◆ WHAT TO WORK ON: Extract each record and reproduce it exactly.

┄┄┄┄┄┄

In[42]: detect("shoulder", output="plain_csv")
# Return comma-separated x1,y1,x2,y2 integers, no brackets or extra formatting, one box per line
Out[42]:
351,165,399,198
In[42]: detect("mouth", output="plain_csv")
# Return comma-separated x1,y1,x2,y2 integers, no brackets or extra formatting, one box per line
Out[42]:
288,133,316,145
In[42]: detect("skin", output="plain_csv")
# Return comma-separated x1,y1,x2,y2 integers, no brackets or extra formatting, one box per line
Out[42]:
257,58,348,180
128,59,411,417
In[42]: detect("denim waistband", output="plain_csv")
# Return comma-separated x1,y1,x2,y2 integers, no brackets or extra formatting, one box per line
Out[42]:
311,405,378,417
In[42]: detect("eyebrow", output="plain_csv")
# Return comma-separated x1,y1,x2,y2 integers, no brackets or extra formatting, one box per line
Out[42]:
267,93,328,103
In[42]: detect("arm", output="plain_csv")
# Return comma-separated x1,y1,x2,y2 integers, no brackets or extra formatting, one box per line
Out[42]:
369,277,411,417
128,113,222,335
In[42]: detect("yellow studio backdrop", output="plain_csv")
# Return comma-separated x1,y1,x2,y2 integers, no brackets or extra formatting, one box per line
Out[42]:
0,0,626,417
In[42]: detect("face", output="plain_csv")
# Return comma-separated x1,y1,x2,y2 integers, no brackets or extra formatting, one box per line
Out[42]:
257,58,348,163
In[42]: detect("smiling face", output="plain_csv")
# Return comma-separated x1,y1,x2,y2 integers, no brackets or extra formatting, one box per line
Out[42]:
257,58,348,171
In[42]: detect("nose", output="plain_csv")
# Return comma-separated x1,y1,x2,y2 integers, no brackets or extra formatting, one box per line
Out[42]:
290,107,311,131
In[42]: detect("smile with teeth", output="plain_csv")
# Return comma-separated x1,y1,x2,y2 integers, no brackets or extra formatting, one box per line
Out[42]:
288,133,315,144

┄┄┄┄┄┄

◆ REPLY TO THE EXERCISE:
In[42]: detect("shoulder", output="plain_csv")
# Return comma-separated x1,y1,x2,y2 integers, no brackets or extra formatting, one box per line
Out[42]:
351,165,399,198
In[42]: detect("mouth", output="plain_csv")
# Return comma-separated x1,y1,x2,y2 integers, no brackets or extra formatting, one box per line
Out[42]:
288,133,316,145
In[42]: detect("skin", output="plain_csv")
# Return comma-separated x1,y1,x2,y2 integers, no brackets or extra formatting, one box per line
Out[42]:
257,58,348,180
128,59,411,417
In[42]: detect("denim waistband", output="plain_csv")
# Return comma-separated x1,y1,x2,y2 integers, no brackets or extra formatting, one box per line
Out[42]:
311,405,378,417
In[42]: detect("eyebrow", output="plain_csv")
# Return comma-separated x1,y1,x2,y2 integers, no brackets or extra formatting, one box per line
Out[42]:
267,93,328,103
In[42]: detect("arm", output="plain_csv")
# Return comma-separated x1,y1,x2,y2 integers, no brackets or extra formatting, one box per line
Out[42]:
369,277,411,417
128,113,222,335
In[42]: detect("yellow studio backdrop", output="plain_csv")
# Return comma-separated x1,y1,x2,y2 integers, no brackets or extra formatting, one box per line
Out[42]:
0,0,626,417
In[42]: detect("face", output="plain_csv")
# Return comma-separated x1,y1,x2,y2 integers, no brackets or extra formatting, one box per line
Out[42]:
257,58,348,163
In[42]: detect("smiling face", output="plain_csv")
# Return comma-separated x1,y1,x2,y2 integers, no brackets or extra formatting, one box per line
Out[42]:
257,58,348,171
In[42]: detect("nose", output="plain_csv")
# Return comma-separated x1,y1,x2,y2 integers, no brackets or extra formatting, one box per line
Out[42]:
290,107,311,131
In[42]: detect("smile with teeth", output="plain_csv")
# Return comma-separated x1,y1,x2,y2 integers, no brackets or extra formatting, one box per line
Out[42]:
288,133,315,144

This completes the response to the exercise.